• **Given text**:
India has important strategic interests in Pakistan, including in the Balochistan region. Balochistan is of interest principally because of the stepped up naval activities of the Chinese in Gwadar and the plans for the China-Pakistan Economic Corridor.

For the past two decades, India has made no secret of its activities in Iranian Balochistan. It has sought to develop the port of Chabahar for alternative routes to Afghanistan and Central Asia. It has used its consulate in Zahedan, which is near the Pakistan border, to keep an eye on Pakistani activity there and support Indian interests. All this is done, of course, under the watchful eyes of the Iranian authorities who, no doubt, have their red-lines on what the Indians can do and what they cannot.

Looking at the case of Commander (retired) Kulbhushan Jadhav, the arrested India man that Pakistan says is a ‘RAW officer’, it is worthwhile recalling the legendary CIA counter-intelligence officer James Jesus Angleton’s description of intelligence craft as “a wilderness of mirrors.” Finding out where the truth lies is next to impossible, and reality is what you want to believe.

At first sight, the facts of the case are fairly straightforward.

• **Data listing**:
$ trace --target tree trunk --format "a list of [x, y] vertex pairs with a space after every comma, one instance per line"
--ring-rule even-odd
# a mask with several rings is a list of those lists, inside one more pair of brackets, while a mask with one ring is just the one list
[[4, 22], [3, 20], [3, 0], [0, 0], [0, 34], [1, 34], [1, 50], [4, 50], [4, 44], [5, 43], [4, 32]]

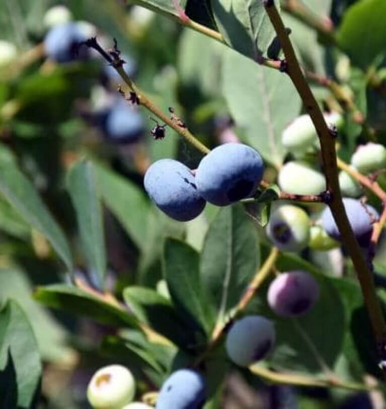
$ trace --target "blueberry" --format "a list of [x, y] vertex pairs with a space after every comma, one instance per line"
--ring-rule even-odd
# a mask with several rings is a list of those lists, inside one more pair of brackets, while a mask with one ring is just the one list
[[319, 194], [326, 190], [326, 179], [311, 165], [304, 162], [288, 162], [279, 172], [278, 183], [286, 193]]
[[121, 409], [132, 400], [135, 391], [131, 372], [121, 365], [109, 365], [94, 374], [87, 388], [87, 398], [95, 409]]
[[351, 158], [351, 164], [361, 173], [386, 167], [386, 148], [379, 144], [360, 145]]
[[[343, 199], [343, 205], [354, 234], [359, 244], [366, 247], [369, 244], [372, 232], [372, 218], [377, 219], [378, 212], [372, 206], [350, 197]], [[322, 224], [329, 236], [335, 240], [341, 240], [340, 232], [329, 208], [323, 211]]]
[[363, 193], [358, 182], [343, 170], [339, 172], [339, 186], [342, 194], [349, 197], [358, 197]]
[[196, 175], [197, 188], [208, 201], [226, 206], [253, 195], [264, 170], [261, 157], [254, 149], [225, 144], [201, 160]]
[[79, 47], [87, 39], [75, 23], [66, 23], [52, 27], [44, 39], [46, 54], [57, 62], [68, 62], [88, 55], [87, 47]]
[[280, 206], [271, 215], [266, 228], [269, 238], [281, 250], [299, 251], [308, 244], [310, 219], [297, 206]]
[[160, 391], [156, 409], [200, 409], [206, 388], [203, 377], [195, 371], [180, 369], [165, 381]]
[[275, 342], [272, 322], [260, 315], [248, 315], [230, 328], [225, 348], [231, 361], [242, 367], [249, 366], [262, 359]]
[[268, 293], [269, 306], [283, 317], [306, 312], [319, 297], [319, 286], [310, 274], [293, 271], [280, 274], [271, 283]]
[[123, 99], [117, 100], [101, 117], [102, 129], [110, 142], [135, 142], [143, 135], [144, 126], [139, 113]]
[[[125, 61], [125, 63], [122, 65], [123, 70], [129, 77], [132, 77], [137, 71], [137, 63], [135, 60], [126, 54], [122, 54], [121, 58]], [[114, 83], [122, 82], [121, 76], [112, 65], [105, 63], [103, 66], [103, 75], [108, 81]]]
[[189, 168], [172, 159], [153, 163], [145, 174], [145, 189], [165, 213], [180, 222], [198, 216], [205, 205]]

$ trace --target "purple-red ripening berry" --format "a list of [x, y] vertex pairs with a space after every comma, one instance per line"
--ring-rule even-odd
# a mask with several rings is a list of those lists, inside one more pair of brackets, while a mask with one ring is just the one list
[[293, 271], [280, 274], [271, 283], [268, 301], [270, 307], [284, 317], [304, 314], [312, 308], [319, 297], [319, 286], [307, 272]]

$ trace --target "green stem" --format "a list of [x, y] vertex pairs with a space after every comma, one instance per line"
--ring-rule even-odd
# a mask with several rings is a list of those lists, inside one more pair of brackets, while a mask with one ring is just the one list
[[326, 184], [328, 190], [331, 194], [328, 206], [342, 235], [343, 244], [352, 260], [362, 289], [379, 352], [381, 358], [384, 359], [386, 324], [376, 296], [372, 276], [354, 235], [342, 201], [342, 194], [338, 180], [335, 139], [333, 133], [330, 131], [326, 123], [322, 111], [300, 69], [277, 9], [271, 0], [266, 0], [265, 5], [267, 13], [283, 47], [287, 63], [288, 74], [303, 100], [319, 137]]

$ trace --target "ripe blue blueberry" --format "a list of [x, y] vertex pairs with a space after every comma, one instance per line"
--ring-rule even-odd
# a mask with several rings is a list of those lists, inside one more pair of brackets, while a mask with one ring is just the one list
[[79, 47], [87, 39], [75, 23], [66, 23], [52, 27], [44, 39], [46, 55], [56, 62], [68, 62], [86, 58], [87, 47]]
[[271, 215], [267, 235], [277, 247], [299, 251], [310, 239], [310, 219], [303, 209], [292, 204], [280, 206]]
[[306, 312], [319, 297], [319, 286], [310, 274], [293, 271], [280, 274], [271, 283], [268, 293], [269, 306], [283, 317]]
[[144, 186], [151, 200], [170, 217], [187, 222], [198, 216], [206, 202], [189, 168], [173, 159], [153, 163], [145, 174]]
[[247, 367], [262, 359], [275, 342], [272, 322], [260, 315], [248, 315], [236, 321], [230, 328], [225, 348], [231, 361]]
[[[372, 222], [379, 217], [378, 212], [372, 206], [350, 197], [343, 199], [343, 205], [354, 234], [359, 244], [366, 247], [371, 238]], [[341, 240], [340, 232], [329, 208], [323, 211], [322, 224], [329, 236], [335, 240]]]
[[254, 149], [242, 144], [225, 144], [201, 161], [196, 175], [197, 188], [205, 200], [226, 206], [255, 192], [264, 170]]
[[200, 409], [206, 396], [203, 377], [195, 371], [180, 369], [165, 381], [160, 391], [156, 409]]
[[136, 142], [144, 126], [139, 113], [123, 99], [118, 99], [103, 115], [102, 128], [109, 142], [127, 144]]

• **Given request 1**:
According to the Balochistan text, in which city is India's consulate near the Pakistan border?
• **Given request 2**:
Copy everything from "India has important" down to "China-Pakistan Economic Corridor." in the Balochistan text, replacing "naval" with "maritime".
The lines that come with this text aren't needed.

• **Task solution 1**:
Zahedan

• **Task solution 2**:
India has important strategic interests in Pakistan, including in the Balochistan region. Balochistan is of interest principally because of the stepped up maritime activities of the Chinese in Gwadar and the plans for the China-Pakistan Economic Corridor.